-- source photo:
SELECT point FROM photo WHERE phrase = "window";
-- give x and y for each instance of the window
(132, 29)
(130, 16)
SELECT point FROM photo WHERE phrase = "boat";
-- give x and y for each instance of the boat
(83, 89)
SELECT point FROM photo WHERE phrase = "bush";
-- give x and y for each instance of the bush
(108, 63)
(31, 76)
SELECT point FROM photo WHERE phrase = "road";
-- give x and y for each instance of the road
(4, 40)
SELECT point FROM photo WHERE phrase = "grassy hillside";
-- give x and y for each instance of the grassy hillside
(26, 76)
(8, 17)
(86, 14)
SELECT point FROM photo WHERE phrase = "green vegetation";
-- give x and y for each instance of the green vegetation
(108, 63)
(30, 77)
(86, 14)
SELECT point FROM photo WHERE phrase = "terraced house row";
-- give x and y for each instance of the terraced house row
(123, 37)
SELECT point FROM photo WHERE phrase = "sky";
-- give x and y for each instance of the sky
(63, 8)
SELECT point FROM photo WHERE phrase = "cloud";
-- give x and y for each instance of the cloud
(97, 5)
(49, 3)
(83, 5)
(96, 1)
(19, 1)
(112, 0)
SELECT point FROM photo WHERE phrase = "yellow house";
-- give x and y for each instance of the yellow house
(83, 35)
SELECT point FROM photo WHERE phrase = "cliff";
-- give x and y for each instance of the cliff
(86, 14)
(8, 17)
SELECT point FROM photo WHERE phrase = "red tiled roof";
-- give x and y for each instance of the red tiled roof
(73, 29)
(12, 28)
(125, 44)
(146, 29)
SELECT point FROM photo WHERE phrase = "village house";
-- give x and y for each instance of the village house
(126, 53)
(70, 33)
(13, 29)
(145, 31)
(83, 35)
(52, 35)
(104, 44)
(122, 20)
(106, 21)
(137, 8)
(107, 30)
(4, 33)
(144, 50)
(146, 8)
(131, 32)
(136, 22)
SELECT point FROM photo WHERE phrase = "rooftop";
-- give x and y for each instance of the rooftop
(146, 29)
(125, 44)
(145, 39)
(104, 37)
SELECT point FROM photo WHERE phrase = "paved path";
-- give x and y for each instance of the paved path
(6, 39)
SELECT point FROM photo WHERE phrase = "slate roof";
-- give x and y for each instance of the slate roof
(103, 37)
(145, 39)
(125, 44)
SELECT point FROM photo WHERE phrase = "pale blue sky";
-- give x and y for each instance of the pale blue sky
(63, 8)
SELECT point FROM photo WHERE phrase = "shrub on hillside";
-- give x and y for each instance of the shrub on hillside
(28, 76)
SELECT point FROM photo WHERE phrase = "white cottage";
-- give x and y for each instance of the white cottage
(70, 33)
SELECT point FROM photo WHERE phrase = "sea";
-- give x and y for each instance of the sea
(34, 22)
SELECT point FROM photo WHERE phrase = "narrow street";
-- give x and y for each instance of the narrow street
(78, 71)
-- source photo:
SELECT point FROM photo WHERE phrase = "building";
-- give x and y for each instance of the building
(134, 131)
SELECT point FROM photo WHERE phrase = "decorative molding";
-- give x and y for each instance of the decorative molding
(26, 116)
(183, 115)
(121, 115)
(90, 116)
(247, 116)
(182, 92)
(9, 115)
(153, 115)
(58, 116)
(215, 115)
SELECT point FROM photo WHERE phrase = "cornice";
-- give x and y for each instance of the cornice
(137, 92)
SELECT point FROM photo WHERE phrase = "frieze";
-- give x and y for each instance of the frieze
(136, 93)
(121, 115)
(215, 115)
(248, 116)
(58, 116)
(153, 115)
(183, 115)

Work request: Exactly reproduce the lines beginning with the one that contains "-- give x and y for each instance of the sea" and ending with the last line of the material, both included. Leave out everything else.

Answer space:
-- give x and y for each instance of the sea
(34, 22)
SELECT point FROM photo WHERE phrase = "narrow street";
-- give x and y for each instance of the narrow street
(78, 71)
-- source photo:
SELECT point FROM photo WHERE phrase = "building";
-- give x and y for each instance of the building
(134, 131)
SELECT point FROM photo WHERE phrase = "decorative molding";
-- give x and y for each instance of the decorative molding
(26, 116)
(183, 115)
(121, 115)
(90, 116)
(247, 116)
(182, 92)
(9, 115)
(153, 115)
(58, 116)
(215, 115)
SELECT point FROM photo WHERE phrase = "cornice";
-- give x and y for each instance of the cornice
(137, 92)
SELECT point FROM photo WHERE phrase = "frieze";
-- give x and y for each instance of the frieze
(136, 93)
(121, 115)
(215, 115)
(248, 116)
(58, 116)
(153, 115)
(183, 115)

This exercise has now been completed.